Stored data
-------

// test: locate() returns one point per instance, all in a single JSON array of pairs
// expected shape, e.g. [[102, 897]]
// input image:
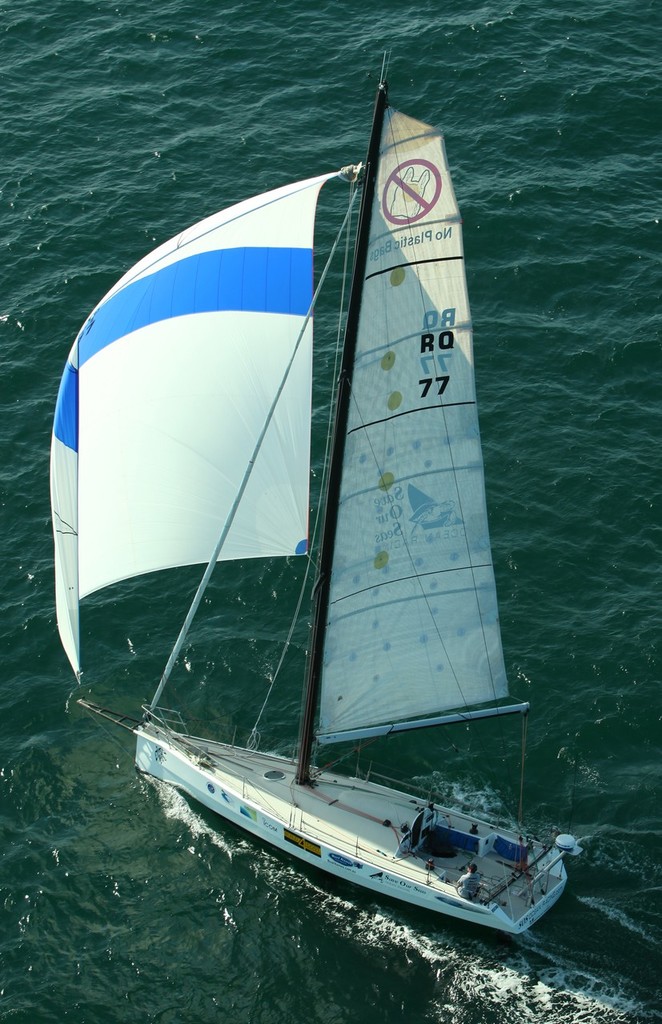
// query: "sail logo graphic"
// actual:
[[429, 514], [411, 192]]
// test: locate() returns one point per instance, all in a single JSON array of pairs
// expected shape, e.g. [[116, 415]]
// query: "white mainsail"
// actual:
[[412, 627], [167, 388]]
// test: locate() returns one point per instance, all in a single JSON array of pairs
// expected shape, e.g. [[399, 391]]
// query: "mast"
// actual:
[[337, 450]]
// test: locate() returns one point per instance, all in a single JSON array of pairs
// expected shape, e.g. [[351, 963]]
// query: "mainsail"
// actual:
[[412, 623], [166, 389]]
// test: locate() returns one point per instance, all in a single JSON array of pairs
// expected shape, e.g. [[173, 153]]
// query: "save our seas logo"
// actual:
[[425, 512]]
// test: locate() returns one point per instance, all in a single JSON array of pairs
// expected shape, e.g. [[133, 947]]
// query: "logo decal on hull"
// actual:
[[303, 844]]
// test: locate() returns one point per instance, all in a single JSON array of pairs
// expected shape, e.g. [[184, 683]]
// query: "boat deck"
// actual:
[[370, 822]]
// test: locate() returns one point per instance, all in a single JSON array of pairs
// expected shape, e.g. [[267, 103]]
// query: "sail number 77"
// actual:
[[427, 382]]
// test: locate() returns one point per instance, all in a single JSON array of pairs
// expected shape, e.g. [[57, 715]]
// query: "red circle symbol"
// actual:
[[411, 192]]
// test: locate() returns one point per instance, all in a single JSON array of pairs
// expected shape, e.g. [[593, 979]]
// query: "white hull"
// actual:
[[352, 828]]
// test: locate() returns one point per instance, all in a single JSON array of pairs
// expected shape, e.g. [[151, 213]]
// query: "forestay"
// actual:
[[412, 627], [165, 392]]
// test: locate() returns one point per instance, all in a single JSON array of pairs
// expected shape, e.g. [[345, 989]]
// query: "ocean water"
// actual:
[[123, 123]]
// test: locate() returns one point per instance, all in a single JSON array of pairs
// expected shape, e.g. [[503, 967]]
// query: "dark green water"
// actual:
[[123, 123]]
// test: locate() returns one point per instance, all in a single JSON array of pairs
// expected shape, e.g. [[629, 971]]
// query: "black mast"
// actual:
[[337, 451]]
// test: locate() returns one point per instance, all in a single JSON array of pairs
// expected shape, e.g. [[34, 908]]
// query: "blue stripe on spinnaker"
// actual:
[[251, 280], [66, 423]]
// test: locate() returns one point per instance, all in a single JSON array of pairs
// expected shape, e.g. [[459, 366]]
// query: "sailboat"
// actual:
[[181, 436]]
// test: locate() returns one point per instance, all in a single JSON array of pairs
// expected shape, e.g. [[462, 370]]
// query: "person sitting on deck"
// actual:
[[467, 885]]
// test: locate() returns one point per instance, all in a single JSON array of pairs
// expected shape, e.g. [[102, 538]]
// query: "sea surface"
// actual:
[[122, 123]]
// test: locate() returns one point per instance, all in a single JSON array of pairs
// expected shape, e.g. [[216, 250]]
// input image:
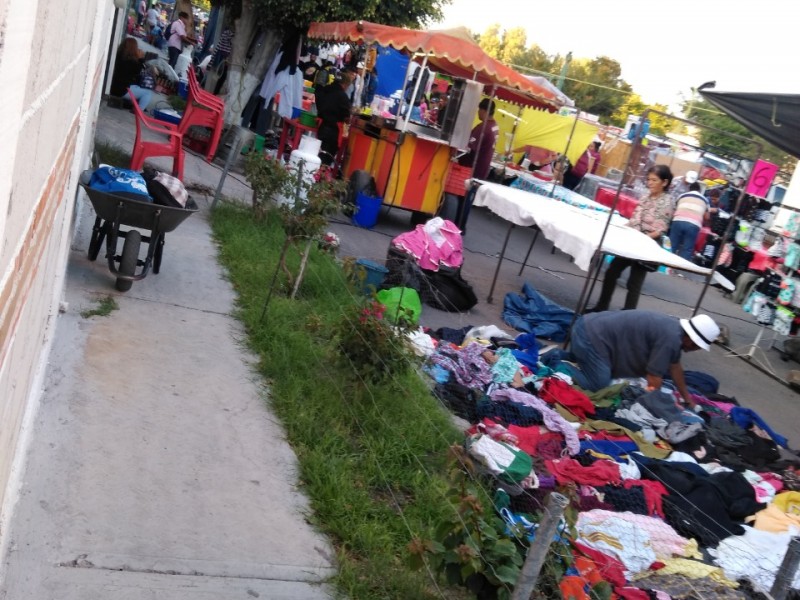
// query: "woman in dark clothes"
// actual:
[[127, 73]]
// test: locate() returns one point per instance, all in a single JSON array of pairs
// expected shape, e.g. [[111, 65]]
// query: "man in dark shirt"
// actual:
[[333, 107], [636, 343], [482, 141]]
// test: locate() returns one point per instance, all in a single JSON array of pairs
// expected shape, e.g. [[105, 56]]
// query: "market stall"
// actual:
[[411, 161], [577, 230]]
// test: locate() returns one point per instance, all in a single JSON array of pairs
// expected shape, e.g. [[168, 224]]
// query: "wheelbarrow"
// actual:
[[114, 211]]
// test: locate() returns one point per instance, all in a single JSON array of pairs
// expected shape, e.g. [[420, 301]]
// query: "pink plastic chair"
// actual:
[[143, 149]]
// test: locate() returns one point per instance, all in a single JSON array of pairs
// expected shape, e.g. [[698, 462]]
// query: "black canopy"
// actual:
[[775, 117]]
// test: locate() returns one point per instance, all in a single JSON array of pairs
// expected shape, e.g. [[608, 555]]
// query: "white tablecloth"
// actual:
[[578, 231]]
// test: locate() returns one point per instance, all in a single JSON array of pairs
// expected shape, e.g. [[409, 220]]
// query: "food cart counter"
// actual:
[[410, 168]]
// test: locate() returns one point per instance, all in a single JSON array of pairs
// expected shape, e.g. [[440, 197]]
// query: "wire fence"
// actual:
[[633, 525]]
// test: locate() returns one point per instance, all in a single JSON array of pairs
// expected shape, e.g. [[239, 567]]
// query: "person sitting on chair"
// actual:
[[128, 71]]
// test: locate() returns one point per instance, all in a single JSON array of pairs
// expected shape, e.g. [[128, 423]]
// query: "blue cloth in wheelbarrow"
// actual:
[[535, 313]]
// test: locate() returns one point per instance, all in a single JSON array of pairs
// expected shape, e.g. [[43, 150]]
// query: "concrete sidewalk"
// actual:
[[156, 469]]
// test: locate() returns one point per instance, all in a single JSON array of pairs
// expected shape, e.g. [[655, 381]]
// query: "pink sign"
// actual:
[[761, 178]]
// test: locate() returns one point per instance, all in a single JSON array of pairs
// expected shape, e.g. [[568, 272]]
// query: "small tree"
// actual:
[[302, 205]]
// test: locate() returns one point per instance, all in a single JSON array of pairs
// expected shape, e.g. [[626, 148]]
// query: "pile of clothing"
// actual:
[[664, 496], [429, 259]]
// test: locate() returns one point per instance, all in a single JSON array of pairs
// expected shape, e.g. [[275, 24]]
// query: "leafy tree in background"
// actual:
[[261, 25], [491, 41], [514, 46], [707, 115], [634, 105], [595, 85]]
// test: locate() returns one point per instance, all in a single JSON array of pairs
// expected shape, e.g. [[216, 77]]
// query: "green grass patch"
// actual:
[[105, 306], [372, 458]]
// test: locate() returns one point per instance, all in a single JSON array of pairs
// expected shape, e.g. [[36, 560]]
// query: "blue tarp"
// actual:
[[391, 66], [532, 312]]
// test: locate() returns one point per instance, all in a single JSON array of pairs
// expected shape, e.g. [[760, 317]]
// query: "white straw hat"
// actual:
[[701, 329]]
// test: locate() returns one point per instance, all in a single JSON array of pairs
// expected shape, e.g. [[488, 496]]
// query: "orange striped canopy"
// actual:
[[452, 52]]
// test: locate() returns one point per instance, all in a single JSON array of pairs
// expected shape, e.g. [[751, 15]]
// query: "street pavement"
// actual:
[[156, 468], [557, 277]]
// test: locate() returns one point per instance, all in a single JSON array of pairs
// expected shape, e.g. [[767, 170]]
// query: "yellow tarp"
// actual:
[[543, 129]]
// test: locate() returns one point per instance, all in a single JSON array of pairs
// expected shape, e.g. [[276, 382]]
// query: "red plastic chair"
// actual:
[[142, 148], [203, 112]]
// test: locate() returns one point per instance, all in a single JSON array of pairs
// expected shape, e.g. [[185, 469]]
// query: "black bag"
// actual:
[[449, 291], [166, 189]]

-------

## TASK STATEMENT
Among the records above, find the lines where the word "water" appears and copy them.

## SOLUTION TO THIS TASK
// query: "ocean water"
// query: "dark green water"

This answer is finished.